## DESCRIPTION OF THE TASK
Reproduce the data in full, exactly as it appears.

Dataset records:
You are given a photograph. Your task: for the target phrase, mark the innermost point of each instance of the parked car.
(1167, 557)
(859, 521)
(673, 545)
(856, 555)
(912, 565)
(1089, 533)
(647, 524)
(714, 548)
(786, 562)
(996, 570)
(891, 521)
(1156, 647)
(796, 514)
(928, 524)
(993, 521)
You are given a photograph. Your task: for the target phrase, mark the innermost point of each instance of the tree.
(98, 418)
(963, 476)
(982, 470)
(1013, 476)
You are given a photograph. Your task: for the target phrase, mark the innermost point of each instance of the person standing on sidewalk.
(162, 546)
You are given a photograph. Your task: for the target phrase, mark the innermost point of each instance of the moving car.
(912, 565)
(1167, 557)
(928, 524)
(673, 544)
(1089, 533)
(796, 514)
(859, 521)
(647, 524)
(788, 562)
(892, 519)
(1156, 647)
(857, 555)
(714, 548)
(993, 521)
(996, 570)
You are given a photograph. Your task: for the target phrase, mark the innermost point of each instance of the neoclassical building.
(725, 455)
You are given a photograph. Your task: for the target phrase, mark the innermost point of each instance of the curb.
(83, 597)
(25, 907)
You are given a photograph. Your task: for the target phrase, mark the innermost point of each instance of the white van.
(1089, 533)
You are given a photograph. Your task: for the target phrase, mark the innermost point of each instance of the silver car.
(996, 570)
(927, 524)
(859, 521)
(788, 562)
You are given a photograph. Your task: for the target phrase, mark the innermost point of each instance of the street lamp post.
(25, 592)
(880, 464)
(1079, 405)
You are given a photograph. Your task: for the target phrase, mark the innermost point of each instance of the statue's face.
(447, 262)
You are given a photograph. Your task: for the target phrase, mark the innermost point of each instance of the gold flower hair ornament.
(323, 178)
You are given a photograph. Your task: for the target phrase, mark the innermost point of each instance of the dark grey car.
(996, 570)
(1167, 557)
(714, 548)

## RESPONSE AREA
You are given a photograph. Your task: for the target phrase, mark the innermost point of each instance of the parked car.
(1167, 557)
(859, 521)
(673, 545)
(856, 555)
(912, 565)
(1089, 533)
(647, 524)
(714, 548)
(786, 562)
(996, 570)
(891, 521)
(1156, 647)
(796, 514)
(928, 524)
(993, 521)
You are given a photograph. Your task: for the target phrase, mark the innermost point of each instance of the tree.
(98, 418)
(963, 476)
(982, 470)
(1013, 476)
You are given a photograph. Your task: for the target phrase, mark the innermost point of each instance of the person standing on sidewalk.
(162, 546)
You are given a photograph. Your task: for the target phrase, mark the innermost point of each instance of the moving car.
(912, 565)
(1167, 557)
(928, 524)
(673, 544)
(1089, 533)
(796, 514)
(859, 521)
(647, 524)
(788, 562)
(892, 519)
(1156, 647)
(857, 555)
(714, 548)
(993, 521)
(996, 570)
You are given a photograph. Your task: for the target phrase, mark the innermost point of each instance of the neoclassical building.
(725, 455)
You are given a photograph. Your task: for the target phrase, mark the innermost point of each instance of the curb.
(83, 597)
(25, 907)
You are given a photograph. Your task: for the target phrase, mark the innermost point of each instance of the white van.
(1089, 533)
You are given a photograph. Your task: for the target phrase, mark the innermost point of each instance of the silver car.
(996, 570)
(927, 524)
(859, 521)
(788, 562)
You are given a photograph. Your task: for the target phrase, mark the innermost point of each instance of the street lamp post.
(25, 592)
(880, 464)
(1079, 405)
You are given a photograph. Your task: for the target phrase, mark the innermost point of each instance of the statue's face.
(447, 262)
You are given a photograph. Your task: for the target phrase, mark the innermost point of each instance of the gold flower hair ornament.
(323, 178)
You are given a photograph. Your task: for the target phrase, mark the innermost point of each instance of the dark grey car.
(996, 570)
(1167, 557)
(714, 548)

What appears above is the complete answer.